%%

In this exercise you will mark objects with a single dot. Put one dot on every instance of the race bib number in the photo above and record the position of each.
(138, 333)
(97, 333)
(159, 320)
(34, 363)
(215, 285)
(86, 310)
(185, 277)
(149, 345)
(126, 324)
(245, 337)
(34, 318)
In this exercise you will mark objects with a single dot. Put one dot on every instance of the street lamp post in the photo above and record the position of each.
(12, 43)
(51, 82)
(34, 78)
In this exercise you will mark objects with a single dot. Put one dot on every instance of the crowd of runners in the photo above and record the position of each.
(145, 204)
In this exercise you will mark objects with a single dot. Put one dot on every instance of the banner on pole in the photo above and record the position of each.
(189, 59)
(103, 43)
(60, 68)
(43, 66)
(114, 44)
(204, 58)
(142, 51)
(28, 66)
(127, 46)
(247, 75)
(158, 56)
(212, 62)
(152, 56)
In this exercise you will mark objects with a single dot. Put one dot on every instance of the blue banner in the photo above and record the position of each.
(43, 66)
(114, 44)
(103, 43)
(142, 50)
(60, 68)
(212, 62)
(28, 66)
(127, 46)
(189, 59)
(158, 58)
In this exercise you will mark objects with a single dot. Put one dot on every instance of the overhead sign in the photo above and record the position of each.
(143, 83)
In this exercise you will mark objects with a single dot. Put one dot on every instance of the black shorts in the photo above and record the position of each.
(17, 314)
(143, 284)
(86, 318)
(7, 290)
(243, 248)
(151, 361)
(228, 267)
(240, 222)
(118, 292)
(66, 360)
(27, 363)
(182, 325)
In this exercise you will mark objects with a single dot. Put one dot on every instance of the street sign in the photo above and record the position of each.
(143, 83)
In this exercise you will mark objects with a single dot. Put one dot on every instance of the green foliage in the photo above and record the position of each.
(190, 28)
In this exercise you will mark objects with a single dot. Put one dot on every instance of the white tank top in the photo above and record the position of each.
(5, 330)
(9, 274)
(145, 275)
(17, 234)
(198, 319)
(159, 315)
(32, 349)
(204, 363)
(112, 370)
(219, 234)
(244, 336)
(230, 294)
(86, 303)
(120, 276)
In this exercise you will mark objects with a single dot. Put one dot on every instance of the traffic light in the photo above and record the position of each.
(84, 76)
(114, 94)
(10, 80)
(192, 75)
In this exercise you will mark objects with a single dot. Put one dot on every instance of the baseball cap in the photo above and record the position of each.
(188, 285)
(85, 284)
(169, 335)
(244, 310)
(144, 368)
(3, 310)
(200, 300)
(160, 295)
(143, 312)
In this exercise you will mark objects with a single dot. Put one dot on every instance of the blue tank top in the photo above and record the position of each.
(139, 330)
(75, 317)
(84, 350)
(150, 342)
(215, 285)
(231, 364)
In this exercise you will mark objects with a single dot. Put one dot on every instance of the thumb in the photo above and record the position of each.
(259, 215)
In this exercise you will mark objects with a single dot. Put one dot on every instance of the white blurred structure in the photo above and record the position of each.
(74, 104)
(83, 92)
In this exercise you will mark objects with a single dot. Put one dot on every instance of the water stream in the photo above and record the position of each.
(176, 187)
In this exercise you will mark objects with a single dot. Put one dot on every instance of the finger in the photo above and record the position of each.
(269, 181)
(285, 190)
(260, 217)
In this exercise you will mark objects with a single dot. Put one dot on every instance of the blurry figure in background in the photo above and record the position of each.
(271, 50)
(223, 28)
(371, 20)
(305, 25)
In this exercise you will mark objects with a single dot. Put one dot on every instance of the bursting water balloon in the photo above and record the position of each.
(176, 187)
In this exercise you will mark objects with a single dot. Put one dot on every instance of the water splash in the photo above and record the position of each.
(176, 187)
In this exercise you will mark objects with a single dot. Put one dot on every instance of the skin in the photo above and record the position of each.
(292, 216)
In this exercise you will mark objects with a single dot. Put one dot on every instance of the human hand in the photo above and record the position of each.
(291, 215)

%%

» **Your assignment**: Each record must be transcribed exactly, with nothing left out.

» **Answer to this exercise**:
In this exercise you will mark objects with a single dot. Put one dot on every instance of the race bib number in the photo above and record the position of each.
(138, 333)
(97, 333)
(159, 320)
(34, 363)
(215, 285)
(86, 310)
(185, 277)
(149, 345)
(126, 324)
(245, 337)
(34, 318)
In this exercise you will mark objects with a single dot. Put one dot on every instance of the street lamp post in the photo above and record the position of each.
(12, 43)
(51, 82)
(34, 78)
In this exercise you will mark objects with a single dot. Put one dot on every instance of the crowd of runners in the photo above and record the position of each.
(145, 204)
In this exercise you will mark objects with a single dot. Put one dot on every instance of the banner on pole in the photo above and record the position of each.
(189, 59)
(103, 43)
(60, 68)
(43, 66)
(114, 44)
(204, 58)
(142, 51)
(28, 66)
(127, 46)
(247, 75)
(158, 56)
(212, 62)
(152, 56)
In this exercise you will mark objects with a single dot. Put one dot on every instance of the blue banner in the photo above and record the position of each.
(43, 66)
(114, 44)
(103, 43)
(142, 50)
(60, 68)
(212, 62)
(28, 66)
(127, 46)
(189, 59)
(158, 58)
In this exercise you will mark objects with a single dot. Put one dot on every instance of the overhead sign in the photo above and record the position of each.
(143, 83)
In this exercise you will mark objects with a single dot. Put one dot on every instance of the black shorts in the photo above and record the position of each.
(17, 314)
(143, 284)
(86, 318)
(7, 290)
(243, 248)
(151, 361)
(228, 267)
(240, 222)
(118, 292)
(66, 360)
(27, 363)
(182, 325)
In this exercise you will mark objects with a single dot. Put one dot on every instance of the street sign in the photo above and record the position of each.
(143, 83)
In this exercise you will mark objects with a single dot. Put one dot on every instance of the green foliage in the photo above and record the position of each.
(190, 28)
In this exercise you will mark objects with a single dot. Put one dot on every instance of the white tank top in the photo above and record the position of each.
(5, 330)
(9, 274)
(145, 275)
(17, 234)
(198, 319)
(159, 315)
(32, 349)
(204, 363)
(112, 370)
(219, 234)
(244, 336)
(230, 294)
(86, 303)
(120, 276)
In this exercise you will mark objects with a single dot. Put one dot on every instance of the traffic light in the photo above and record the position of each.
(84, 76)
(114, 94)
(10, 80)
(192, 75)
In this exercise you will mark objects with a single dot. Put one dot on every instance of the baseball cap in the photo above and record the position of each.
(188, 285)
(85, 284)
(169, 335)
(244, 310)
(144, 368)
(3, 310)
(200, 300)
(160, 295)
(143, 312)
In this exercise you will mark objects with a single dot. Put one dot on every instance of the blue tank top in the photo above and record the position of each.
(139, 330)
(75, 317)
(84, 350)
(150, 342)
(215, 285)
(231, 364)
In this exercise you will mark objects with a single dot. Put one dot on every instance of the thumb in the photo above and record the position of each.
(259, 215)
In this exercise you will mark objects with a single dot. Put one dot on every instance of the white blurred structure in the photo above and record the position of each.
(74, 104)
(83, 92)
In this exercise you will mark objects with a single dot. Put one dot on every instance of the water stream in the photo above and record the position of each.
(176, 187)
In this exercise you will mark objects with a single dot. Put one dot on every instance of the finger in the photo above and record the position of each.
(269, 181)
(285, 190)
(260, 217)
In this exercise you will mark objects with a single dot. Put one dot on every instance of the blurry figure in background in the photo above and record the position of each.
(271, 50)
(223, 28)
(371, 20)
(305, 25)
In this exercise you will mark objects with a single dot. Put one dot on every instance of the bursting water balloon in the photo above and record the position of each.
(176, 187)
In this exercise you will mark objects with a single dot. Put one dot on every instance of the water splash in the photo above and record the position of each.
(176, 187)
In this exercise you will mark objects with a single dot. Put one dot on every instance of the skin in the photo above and record the position of each.
(292, 216)
In this exercise you will mark objects with a single dot. Put one dot on every instance of the human hand in the photo above and record the position of each.
(291, 215)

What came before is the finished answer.